── PROVIDED DATA ──
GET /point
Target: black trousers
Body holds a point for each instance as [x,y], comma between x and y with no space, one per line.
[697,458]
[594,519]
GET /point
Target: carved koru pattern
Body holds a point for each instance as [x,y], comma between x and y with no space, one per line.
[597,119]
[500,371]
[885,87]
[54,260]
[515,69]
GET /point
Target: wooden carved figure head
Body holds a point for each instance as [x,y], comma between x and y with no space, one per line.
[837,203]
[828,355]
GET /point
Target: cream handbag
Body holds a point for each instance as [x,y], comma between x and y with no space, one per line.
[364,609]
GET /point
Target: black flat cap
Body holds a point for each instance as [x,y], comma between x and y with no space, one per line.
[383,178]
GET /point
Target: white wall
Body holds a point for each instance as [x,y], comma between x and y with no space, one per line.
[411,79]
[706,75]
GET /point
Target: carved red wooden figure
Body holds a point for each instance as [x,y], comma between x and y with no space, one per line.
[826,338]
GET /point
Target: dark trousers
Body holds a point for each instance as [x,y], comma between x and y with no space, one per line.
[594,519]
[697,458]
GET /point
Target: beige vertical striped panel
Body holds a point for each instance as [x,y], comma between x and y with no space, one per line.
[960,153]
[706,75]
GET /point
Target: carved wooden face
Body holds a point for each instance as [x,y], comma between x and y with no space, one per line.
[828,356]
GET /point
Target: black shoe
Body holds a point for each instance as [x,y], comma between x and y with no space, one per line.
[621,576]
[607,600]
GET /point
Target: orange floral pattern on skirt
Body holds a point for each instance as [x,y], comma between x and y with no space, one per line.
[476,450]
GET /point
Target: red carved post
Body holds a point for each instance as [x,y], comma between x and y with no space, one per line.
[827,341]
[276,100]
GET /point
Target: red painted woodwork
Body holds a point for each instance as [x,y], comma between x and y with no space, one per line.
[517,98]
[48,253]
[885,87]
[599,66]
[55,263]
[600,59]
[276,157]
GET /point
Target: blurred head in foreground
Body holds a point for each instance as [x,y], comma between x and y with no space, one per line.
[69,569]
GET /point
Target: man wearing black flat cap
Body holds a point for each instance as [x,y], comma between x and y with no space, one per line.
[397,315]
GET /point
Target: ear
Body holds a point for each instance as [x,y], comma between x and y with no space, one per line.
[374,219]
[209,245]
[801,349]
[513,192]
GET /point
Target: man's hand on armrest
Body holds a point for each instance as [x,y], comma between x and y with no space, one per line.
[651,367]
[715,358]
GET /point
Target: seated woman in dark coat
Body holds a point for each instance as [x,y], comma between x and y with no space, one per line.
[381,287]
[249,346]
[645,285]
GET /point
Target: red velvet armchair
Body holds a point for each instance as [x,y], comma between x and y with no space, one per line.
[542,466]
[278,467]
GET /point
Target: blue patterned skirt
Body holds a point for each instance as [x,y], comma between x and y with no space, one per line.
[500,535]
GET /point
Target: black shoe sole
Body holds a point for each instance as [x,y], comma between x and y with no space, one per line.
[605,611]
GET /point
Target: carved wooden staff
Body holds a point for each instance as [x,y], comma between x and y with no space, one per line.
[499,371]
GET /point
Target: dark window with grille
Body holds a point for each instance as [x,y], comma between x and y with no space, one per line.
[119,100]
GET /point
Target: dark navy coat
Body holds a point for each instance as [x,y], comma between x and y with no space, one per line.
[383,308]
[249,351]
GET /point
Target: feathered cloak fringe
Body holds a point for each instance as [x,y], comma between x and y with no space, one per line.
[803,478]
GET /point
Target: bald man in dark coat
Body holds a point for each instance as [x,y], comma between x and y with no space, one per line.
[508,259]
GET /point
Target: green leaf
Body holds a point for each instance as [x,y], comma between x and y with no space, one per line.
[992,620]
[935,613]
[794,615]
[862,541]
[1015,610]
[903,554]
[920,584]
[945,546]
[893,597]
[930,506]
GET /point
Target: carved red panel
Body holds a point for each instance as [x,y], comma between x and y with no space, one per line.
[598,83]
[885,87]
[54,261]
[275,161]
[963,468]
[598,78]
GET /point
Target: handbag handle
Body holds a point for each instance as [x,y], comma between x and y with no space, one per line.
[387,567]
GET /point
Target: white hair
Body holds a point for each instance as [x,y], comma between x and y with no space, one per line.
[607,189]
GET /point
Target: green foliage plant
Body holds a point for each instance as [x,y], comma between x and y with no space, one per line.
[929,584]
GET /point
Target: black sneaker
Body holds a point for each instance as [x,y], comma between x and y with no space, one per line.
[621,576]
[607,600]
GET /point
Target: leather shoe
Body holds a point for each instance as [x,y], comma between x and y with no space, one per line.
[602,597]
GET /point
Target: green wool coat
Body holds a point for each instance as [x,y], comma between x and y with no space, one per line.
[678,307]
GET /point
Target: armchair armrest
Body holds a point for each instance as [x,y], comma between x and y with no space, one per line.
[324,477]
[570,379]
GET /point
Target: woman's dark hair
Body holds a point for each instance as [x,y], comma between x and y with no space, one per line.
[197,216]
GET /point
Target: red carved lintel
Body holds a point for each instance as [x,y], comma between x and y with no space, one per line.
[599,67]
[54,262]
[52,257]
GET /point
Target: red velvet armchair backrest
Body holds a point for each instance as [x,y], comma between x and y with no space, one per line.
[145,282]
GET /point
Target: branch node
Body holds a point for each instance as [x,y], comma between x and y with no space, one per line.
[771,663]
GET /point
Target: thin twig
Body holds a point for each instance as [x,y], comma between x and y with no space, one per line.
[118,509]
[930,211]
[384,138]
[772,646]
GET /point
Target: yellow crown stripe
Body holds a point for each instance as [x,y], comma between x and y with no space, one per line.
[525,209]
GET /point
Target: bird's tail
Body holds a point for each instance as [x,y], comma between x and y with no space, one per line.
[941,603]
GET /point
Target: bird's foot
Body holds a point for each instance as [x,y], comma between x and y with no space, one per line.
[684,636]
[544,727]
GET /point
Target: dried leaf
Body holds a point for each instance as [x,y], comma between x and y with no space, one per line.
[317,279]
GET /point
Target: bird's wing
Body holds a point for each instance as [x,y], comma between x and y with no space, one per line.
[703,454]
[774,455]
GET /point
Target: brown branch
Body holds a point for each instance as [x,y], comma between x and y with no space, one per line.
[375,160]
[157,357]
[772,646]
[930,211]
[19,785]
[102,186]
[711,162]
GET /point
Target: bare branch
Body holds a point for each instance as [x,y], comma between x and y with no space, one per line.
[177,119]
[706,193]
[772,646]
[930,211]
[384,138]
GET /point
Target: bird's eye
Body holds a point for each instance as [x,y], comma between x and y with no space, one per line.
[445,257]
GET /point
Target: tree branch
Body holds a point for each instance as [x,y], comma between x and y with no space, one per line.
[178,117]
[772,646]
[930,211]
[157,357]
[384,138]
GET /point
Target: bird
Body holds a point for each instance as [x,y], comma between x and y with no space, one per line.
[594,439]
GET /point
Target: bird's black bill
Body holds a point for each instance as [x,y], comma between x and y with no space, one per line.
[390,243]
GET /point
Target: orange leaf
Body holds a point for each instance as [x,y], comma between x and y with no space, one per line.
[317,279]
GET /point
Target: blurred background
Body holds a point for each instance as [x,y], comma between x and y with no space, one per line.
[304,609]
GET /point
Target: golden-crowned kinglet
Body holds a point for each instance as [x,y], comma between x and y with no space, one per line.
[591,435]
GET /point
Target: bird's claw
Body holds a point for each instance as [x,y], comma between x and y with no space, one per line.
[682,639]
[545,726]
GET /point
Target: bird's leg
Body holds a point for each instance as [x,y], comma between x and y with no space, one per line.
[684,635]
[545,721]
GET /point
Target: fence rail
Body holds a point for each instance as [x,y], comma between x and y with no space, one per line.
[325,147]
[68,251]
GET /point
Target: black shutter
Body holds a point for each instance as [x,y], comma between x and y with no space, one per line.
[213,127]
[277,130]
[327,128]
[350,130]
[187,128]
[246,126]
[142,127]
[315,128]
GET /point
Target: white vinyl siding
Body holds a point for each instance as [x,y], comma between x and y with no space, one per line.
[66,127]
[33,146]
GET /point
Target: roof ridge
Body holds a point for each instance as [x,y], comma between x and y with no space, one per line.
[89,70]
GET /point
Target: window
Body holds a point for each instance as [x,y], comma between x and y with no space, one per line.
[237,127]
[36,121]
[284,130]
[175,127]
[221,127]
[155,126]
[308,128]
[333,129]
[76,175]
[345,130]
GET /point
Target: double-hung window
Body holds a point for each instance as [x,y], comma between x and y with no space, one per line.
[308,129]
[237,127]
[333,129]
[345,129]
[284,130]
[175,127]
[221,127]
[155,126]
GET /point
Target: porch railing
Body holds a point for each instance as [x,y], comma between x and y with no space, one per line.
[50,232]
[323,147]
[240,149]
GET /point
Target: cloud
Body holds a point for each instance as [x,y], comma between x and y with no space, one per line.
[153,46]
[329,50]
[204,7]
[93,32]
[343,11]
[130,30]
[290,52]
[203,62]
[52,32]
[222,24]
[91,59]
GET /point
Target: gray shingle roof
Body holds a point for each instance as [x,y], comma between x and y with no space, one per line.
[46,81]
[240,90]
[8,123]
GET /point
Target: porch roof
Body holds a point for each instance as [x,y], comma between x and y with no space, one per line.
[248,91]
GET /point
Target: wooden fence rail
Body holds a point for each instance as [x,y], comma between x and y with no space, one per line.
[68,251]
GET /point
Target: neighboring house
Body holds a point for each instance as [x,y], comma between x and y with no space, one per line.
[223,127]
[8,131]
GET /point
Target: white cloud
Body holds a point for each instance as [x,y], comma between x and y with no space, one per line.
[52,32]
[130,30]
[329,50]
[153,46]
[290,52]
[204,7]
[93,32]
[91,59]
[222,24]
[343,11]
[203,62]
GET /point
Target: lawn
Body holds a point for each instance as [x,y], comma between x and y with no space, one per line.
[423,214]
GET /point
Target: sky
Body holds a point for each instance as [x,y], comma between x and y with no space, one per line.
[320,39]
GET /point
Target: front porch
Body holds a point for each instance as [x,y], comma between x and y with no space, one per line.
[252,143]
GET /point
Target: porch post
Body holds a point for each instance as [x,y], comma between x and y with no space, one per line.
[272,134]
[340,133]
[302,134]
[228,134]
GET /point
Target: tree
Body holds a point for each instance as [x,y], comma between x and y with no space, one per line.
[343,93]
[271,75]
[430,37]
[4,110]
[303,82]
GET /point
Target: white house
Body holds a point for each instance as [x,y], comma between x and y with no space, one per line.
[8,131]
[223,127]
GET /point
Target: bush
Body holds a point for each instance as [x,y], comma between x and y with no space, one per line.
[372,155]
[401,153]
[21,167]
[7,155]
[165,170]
───
■ WHAT TO DO ■
Select each line of the data above that contains the word "figure".

■ SOLUTION TO THE EXERCISE ■
Target: wooden carved figure head
Target: carved red wooden figure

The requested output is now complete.